━━ Listed records

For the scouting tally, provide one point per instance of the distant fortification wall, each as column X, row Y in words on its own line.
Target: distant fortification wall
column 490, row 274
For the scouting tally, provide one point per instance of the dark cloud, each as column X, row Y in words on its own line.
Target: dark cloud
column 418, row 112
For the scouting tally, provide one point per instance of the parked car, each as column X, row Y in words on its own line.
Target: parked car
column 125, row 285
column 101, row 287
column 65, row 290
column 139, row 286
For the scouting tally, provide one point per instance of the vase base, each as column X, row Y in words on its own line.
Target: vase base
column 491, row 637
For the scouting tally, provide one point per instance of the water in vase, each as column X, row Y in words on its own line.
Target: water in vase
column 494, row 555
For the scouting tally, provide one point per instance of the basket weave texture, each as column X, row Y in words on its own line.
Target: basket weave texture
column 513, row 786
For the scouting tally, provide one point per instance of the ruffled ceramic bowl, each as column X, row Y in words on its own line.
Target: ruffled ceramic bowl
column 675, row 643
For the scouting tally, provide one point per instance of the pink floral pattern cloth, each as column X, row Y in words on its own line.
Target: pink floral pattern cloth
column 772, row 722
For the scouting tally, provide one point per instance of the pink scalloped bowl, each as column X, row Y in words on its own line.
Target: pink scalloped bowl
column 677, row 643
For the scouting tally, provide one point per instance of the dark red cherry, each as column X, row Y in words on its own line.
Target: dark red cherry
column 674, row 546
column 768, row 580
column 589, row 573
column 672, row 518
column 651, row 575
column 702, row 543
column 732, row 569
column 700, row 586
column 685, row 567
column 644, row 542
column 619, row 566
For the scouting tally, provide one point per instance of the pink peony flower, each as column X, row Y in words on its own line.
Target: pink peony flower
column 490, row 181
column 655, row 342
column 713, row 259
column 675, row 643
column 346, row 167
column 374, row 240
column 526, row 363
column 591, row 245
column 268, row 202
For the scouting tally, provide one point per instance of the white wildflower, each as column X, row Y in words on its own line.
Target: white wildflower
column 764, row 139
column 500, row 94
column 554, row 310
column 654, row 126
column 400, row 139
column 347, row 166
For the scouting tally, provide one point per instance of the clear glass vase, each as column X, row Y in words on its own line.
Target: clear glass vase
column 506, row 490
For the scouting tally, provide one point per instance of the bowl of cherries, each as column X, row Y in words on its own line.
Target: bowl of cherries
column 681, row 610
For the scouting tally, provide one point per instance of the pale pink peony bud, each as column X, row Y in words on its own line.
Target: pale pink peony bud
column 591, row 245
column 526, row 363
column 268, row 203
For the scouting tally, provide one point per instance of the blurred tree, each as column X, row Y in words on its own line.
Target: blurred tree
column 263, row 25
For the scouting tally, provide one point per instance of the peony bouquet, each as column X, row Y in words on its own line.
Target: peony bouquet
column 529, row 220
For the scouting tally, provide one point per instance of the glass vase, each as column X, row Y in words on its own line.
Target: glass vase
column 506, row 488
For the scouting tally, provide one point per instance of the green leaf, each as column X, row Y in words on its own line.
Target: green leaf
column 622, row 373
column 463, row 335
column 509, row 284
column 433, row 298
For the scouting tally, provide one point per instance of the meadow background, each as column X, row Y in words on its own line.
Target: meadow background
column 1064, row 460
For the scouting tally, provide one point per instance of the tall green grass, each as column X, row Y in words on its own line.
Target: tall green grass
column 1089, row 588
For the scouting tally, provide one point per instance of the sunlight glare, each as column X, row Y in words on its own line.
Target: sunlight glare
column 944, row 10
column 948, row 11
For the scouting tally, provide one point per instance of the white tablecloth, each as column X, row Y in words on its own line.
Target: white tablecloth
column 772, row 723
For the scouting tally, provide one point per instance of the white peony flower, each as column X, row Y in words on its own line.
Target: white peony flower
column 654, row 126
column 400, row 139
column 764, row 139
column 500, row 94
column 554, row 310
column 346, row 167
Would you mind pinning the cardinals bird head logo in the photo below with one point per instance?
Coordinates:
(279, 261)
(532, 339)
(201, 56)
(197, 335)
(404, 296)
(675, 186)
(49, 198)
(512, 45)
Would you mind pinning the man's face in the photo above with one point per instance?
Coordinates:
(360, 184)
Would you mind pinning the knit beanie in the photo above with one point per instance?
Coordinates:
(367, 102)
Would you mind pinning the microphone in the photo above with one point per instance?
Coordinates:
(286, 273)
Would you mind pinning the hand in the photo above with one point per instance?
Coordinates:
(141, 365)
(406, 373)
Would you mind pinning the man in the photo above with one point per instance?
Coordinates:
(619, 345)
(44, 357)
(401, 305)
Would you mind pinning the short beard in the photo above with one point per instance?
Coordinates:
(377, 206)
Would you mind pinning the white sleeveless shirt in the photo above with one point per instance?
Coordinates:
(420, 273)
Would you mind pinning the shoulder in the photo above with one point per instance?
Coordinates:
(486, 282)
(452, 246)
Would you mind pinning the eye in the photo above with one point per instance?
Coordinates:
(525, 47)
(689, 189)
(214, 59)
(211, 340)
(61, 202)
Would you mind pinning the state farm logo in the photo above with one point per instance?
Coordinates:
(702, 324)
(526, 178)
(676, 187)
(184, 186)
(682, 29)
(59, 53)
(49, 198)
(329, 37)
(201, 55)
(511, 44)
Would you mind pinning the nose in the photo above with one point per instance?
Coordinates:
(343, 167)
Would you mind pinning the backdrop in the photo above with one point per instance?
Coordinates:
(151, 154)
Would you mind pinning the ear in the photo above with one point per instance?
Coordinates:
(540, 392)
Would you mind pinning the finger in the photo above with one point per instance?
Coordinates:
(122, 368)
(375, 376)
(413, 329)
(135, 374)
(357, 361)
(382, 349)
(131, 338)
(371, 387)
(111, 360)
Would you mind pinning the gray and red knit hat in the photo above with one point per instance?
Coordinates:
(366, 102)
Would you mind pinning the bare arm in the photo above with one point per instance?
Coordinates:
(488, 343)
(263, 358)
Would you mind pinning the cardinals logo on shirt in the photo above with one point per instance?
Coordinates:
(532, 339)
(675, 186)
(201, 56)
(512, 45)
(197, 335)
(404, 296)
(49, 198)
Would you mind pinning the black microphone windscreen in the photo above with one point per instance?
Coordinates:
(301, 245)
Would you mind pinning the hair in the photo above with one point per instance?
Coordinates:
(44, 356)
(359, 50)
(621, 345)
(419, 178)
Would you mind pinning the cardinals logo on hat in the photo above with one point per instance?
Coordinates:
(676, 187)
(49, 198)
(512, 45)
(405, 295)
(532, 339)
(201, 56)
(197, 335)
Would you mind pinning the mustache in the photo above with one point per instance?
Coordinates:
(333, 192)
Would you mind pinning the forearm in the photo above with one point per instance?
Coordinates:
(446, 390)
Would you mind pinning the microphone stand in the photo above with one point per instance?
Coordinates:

━━━━

■ Stated exercise:
Format all of the material above as a Markdown table with two columns, Row and Text, putting each line in its own numbered row and omitting blank lines.

■ Written response:
| Row | Text |
|---|---|
| 1 | For the scouting tally, provide one point per instance of the distant fortification wall, each as column X, row Y in words on its own line. |
| 2 | Target: distant fortification wall |
| 3 | column 490, row 274 |
| 4 | For the scouting tally, provide one point per instance of the dark cloud, each as column X, row Y in words on its own line. |
| 5 | Target: dark cloud |
| 6 | column 418, row 112 |
| 7 | For the scouting tally, provide one point per instance of the parked car, each as column X, row Y in words on its own line. |
| 8 | Target: parked car |
| 9 | column 125, row 285 |
| 10 | column 101, row 287 |
| 11 | column 65, row 290 |
| 12 | column 139, row 286 |
| 13 | For the scouting tally, provide one point per instance of the vase base, each as column X, row Y in words on its own line. |
| 14 | Target: vase base |
| 15 | column 491, row 637 |
| 16 | For the scouting tally, provide one point per instance of the water in vase, each as column X, row Y in words on its own line. |
| 17 | Target: water in vase |
| 18 | column 494, row 555 |
| 19 | For the scouting tally, provide one point per instance of the basket weave texture, each as column X, row Y in words on its own line. |
| 20 | Target: basket weave texture |
| 21 | column 513, row 786 |
| 22 | For the scouting tally, provide one point per instance of the ruffled ceramic bowl, each as column X, row Y in words on its own line. |
| 23 | Target: ruffled ceramic bowl |
| 24 | column 675, row 643 |
| 25 | For the scouting tally, provide one point per instance of the pink floral pattern cloth, each as column X, row Y in words on its own line. |
| 26 | Target: pink floral pattern cloth |
| 27 | column 772, row 722 |
| 28 | For the scouting tally, provide one point per instance of the pink scalloped bowl, each as column X, row Y in words on its own line. |
| 29 | Target: pink scalloped bowl |
| 30 | column 677, row 643 |
| 31 | For the scouting tally, provide one point per instance of the dark red cherry, each as column X, row Y in words on its own line. |
| 32 | Target: dark red cherry |
| 33 | column 674, row 546 |
| 34 | column 768, row 580 |
| 35 | column 589, row 573 |
| 36 | column 672, row 518 |
| 37 | column 651, row 575 |
| 38 | column 702, row 543 |
| 39 | column 732, row 569 |
| 40 | column 700, row 586 |
| 41 | column 685, row 567 |
| 42 | column 644, row 542 |
| 43 | column 619, row 566 |
| 44 | For the scouting tally, provide one point per instance of the pink peony flower, each as column X, row Y in words on its own line. |
| 45 | Target: pink peony flower |
| 46 | column 490, row 181 |
| 47 | column 655, row 342 |
| 48 | column 713, row 259 |
| 49 | column 675, row 643 |
| 50 | column 346, row 167 |
| 51 | column 374, row 240 |
| 52 | column 526, row 363 |
| 53 | column 591, row 245 |
| 54 | column 268, row 202 |
| 55 | For the scouting tally, provide one point per instance of the white wildflower, each as column X, row Y in words on its own line. |
| 56 | Target: white wildflower |
| 57 | column 764, row 139 |
| 58 | column 500, row 94 |
| 59 | column 554, row 310 |
| 60 | column 654, row 126 |
| 61 | column 400, row 139 |
| 62 | column 347, row 166 |
| 63 | For the scouting tally, provide one point per instance of the clear glass vase, each as column X, row Y in words on its own line. |
| 64 | Target: clear glass vase |
| 65 | column 506, row 490 |
| 66 | For the scouting tally, provide one point per instance of the bowl of cherries, each as column X, row Y in words on its own line. |
| 67 | Target: bowl of cherries |
| 68 | column 681, row 610 |
| 69 | For the scouting tally, provide one point per instance of the pale pink peony bud, each as column X, row Y in words on its own line. |
| 70 | Target: pale pink peony bud |
| 71 | column 591, row 245 |
| 72 | column 526, row 363 |
| 73 | column 268, row 203 |
| 74 | For the scouting tally, provide one point per instance of the blurred tree, each as column X, row Y in words on its own line. |
| 75 | Target: blurred tree |
| 76 | column 263, row 25 |
| 77 | For the scouting tally, provide one point per instance of the peony bouquet, each as column X, row Y in words on its own line. |
| 78 | Target: peony bouquet |
| 79 | column 529, row 220 |
| 80 | For the scouting tally, provide one point per instance of the glass vase, each as column X, row Y in words on its own line. |
| 81 | Target: glass vase |
| 82 | column 506, row 488 |
| 83 | For the scouting tally, provide one point per instance of the green leaf, each as column X, row Y in words on its own line. |
| 84 | Target: green leaf |
| 85 | column 622, row 373 |
| 86 | column 463, row 335 |
| 87 | column 509, row 284 |
| 88 | column 433, row 298 |
| 89 | For the scouting tally, provide one point per instance of the meadow background, each as column X, row Y in words on its own line. |
| 90 | Target: meadow background |
| 91 | column 1064, row 460 |
| 92 | For the scouting tally, provide one point per instance of the tall green grass, each as column X, row Y in words on its own line. |
| 93 | Target: tall green grass |
| 94 | column 1089, row 588 |
| 95 | For the scouting tally, provide one point per instance of the sunlight glare, each as column X, row Y in words on its own line. |
| 96 | Target: sunlight glare |
| 97 | column 944, row 10 |
| 98 | column 948, row 11 |
| 99 | For the scouting tally, provide one point per instance of the white tablecloth, each as column X, row Y in words on its own line. |
| 100 | Target: white tablecloth |
| 101 | column 772, row 723 |
| 102 | For the scouting tally, provide one point per instance of the white peony flower, each as column X, row Y in words on its own line. |
| 103 | Target: white peony flower |
| 104 | column 654, row 126 |
| 105 | column 400, row 139 |
| 106 | column 764, row 139 |
| 107 | column 500, row 94 |
| 108 | column 554, row 310 |
| 109 | column 346, row 167 |
| 110 | Would you mind pinning the cardinals bird head logo in the photo below with one point per instance? |
| 111 | Coordinates: |
| 112 | (279, 261) |
| 113 | (532, 339) |
| 114 | (201, 56) |
| 115 | (197, 335) |
| 116 | (404, 296) |
| 117 | (675, 186) |
| 118 | (49, 198) |
| 119 | (512, 45) |
| 120 | Would you mind pinning the man's face in the photo above with one point per instance? |
| 121 | Coordinates: |
| 122 | (360, 184) |
| 123 | Would you mind pinning the knit beanie in the photo above with one point per instance? |
| 124 | Coordinates: |
| 125 | (367, 102) |
| 126 | Would you mind pinning the microphone in the photo above with one point per instance? |
| 127 | Coordinates: |
| 128 | (286, 273) |
| 129 | Would you mind pinning the hand in the photo above with one point per instance? |
| 130 | Coordinates: |
| 131 | (141, 365) |
| 132 | (406, 373) |
| 133 | Would you mind pinning the man in the photo above with one point per instance? |
| 134 | Coordinates: |
| 135 | (619, 345) |
| 136 | (44, 357) |
| 137 | (401, 305) |
| 138 | Would you mind pinning the short beard in the photo above with one point per instance? |
| 139 | Coordinates: |
| 140 | (377, 206) |
| 141 | Would you mind pinning the white sleeveless shirt in the photo above with one point per instance? |
| 142 | Coordinates: |
| 143 | (420, 273) |
| 144 | Would you mind pinning the shoulder in the photo above with one point per instance? |
| 145 | Coordinates: |
| 146 | (486, 282) |
| 147 | (452, 246) |
| 148 | Would you mind pinning the eye in the photo above with one point per instance? |
| 149 | Coordinates: |
| 150 | (525, 47) |
| 151 | (689, 189) |
| 152 | (214, 59) |
| 153 | (211, 340) |
| 154 | (61, 202) |
| 155 | Would you mind pinning the state farm logo in the photo above with one point per instance? |
| 156 | Coordinates: |
| 157 | (702, 324) |
| 158 | (526, 178) |
| 159 | (676, 187) |
| 160 | (184, 186) |
| 161 | (682, 29) |
| 162 | (59, 53) |
| 163 | (49, 198) |
| 164 | (329, 37) |
| 165 | (201, 55) |
| 166 | (511, 44) |
| 167 | Would you mind pinning the nose in the photo above with one point per instance? |
| 168 | Coordinates: |
| 169 | (343, 167) |
| 170 | Would you mind pinning the backdrop in the photo above with one point per instance? |
| 171 | Coordinates: |
| 172 | (151, 154) |
| 173 | Would you mind pinning the ear in the photo above with one point per instance? |
| 174 | Coordinates: |
| 175 | (540, 392) |
| 176 | Would you mind pinning the finger in the photo above with one point per instance? |
| 177 | Coordinates: |
| 178 | (122, 368) |
| 179 | (375, 376) |
| 180 | (413, 329) |
| 181 | (135, 374) |
| 182 | (357, 361) |
| 183 | (382, 349) |
| 184 | (131, 338) |
| 185 | (371, 387) |
| 186 | (111, 360) |
| 187 | Would you mind pinning the gray and red knit hat in the photo above with one point per instance? |
| 188 | Coordinates: |
| 189 | (366, 102) |
| 190 | Would you mind pinning the bare arm in the photo above with one point per instance? |
| 191 | Coordinates: |
| 192 | (488, 343) |
| 193 | (263, 358) |
| 194 | Would you mind pinning the cardinals logo on shirt in the photo above with one point per instance? |
| 195 | Coordinates: |
| 196 | (532, 339) |
| 197 | (675, 186) |
| 198 | (201, 56) |
| 199 | (512, 45) |
| 200 | (197, 335) |
| 201 | (404, 296) |
| 202 | (49, 198) |
| 203 | Would you mind pinning the black microphone windscreen in the photo above with one point per instance? |
| 204 | Coordinates: |
| 205 | (301, 245) |
| 206 | Would you mind pinning the hair in the photo above with one point per instance? |
| 207 | Coordinates: |
| 208 | (44, 356) |
| 209 | (359, 50) |
| 210 | (621, 345) |
| 211 | (419, 178) |
| 212 | Would you mind pinning the cardinals logo on hat in the photo above with one point per instance? |
| 213 | Coordinates: |
| 214 | (676, 187) |
| 215 | (49, 198) |
| 216 | (512, 45) |
| 217 | (405, 295) |
| 218 | (532, 339) |
| 219 | (201, 56) |
| 220 | (197, 335) |
| 221 | Would you mind pinning the mustache in the photo above with one point per instance? |
| 222 | Coordinates: |
| 223 | (333, 192) |
| 224 | Would you mind pinning the forearm in the photo above with one point per instance? |
| 225 | Coordinates: |
| 226 | (446, 390) |
| 227 | Would you mind pinning the microphone stand in the photo above with one point per instance? |
| 228 | Coordinates: |